To do -
Answer from the patent document below.
(a) What filing date does the patent document give?
(b) According to the abstract, what does the scale weigh?
(c) How does ultrasonic technology determine the level of a substance?

Document excerpt -
★ ★ ★ ★

US20030062095A1

US20030062095A1 - Automatic portion control system using strain gauge technology

Info

Publication number: US20030062095A1
Application number: US10/235,386
Authority: US
Inventors: Chris Berghoff; Gary Olson; Sean Theisen
Original assignee: Individual
Current assignee: Individual
Priority date: 1999-10-18
Filing date: 2002-09-05
Publication date: 2003-04-03
Also published as: US7013932B2; US20040256022A1

Abstract

An automatic portion control system, comprising: a dispensing mechanism adapted for dispensing a first substance into a container; a scale adapted for weighing said container; and control circuitry adapted for reading a container weight from said scale and controlling said dispensing mechanism accordingly. The invention further comprises a method for dispensing a product into a container, comprising the steps of: weighing a container; and dispensing the product into the container until reaching the estimated filled weight of the container.

Description

STATEMENT REGARDING FEDERALLY SPONSORED RESEARCH OR DEVELOPMENT

Not applicable. REFERENCE TO A MICROFICHE APPENDIX, IF ANY

Not applicable.

BACKGROUND OF THE INVENTION

1. Field of the Invention

The present invention relates, generally, to automatic portion control systems, including apparatus and methods. More particularly, the invention relates to apparatus and methods for providing automatic portion control using strain gauge technology.

2. Background Information

Automatic portion control problems include: (1) determining the volume of a substance that should be automatically dispensed into a container that already contains an undetermined volume of another substance, and (2) providing automatic portion control using dispensing equipment that has a varying flow rate.

The state of the art includes various apparatus and methods for providing automatic portion control. Where, for example, beverages are automatically dispensed into containers or cups that have a varying amount of pre-dispensed ice, ice cream, cream, or other substance, or are dispensed at an inconsistent rate due to varying line pressures, the beverages are dispensed using timed portion control or overflow conductivity methods.

Ultrasonic technology has been used to automatically control portion, wherein the level of a substance is determined by transmitting a signal downward into a receptacle and then receiving the reflected signal off of the surface of the substance.

★ ★ ★ ★

Data segment -
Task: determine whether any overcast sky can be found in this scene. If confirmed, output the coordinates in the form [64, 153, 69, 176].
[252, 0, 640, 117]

★ ★ ★ ★

Written answer -
(a) 2002-09-05
(b) The container.
(c) It transmits a signal downward into a receptacle and then receives the signal reflected off the surface of the substance.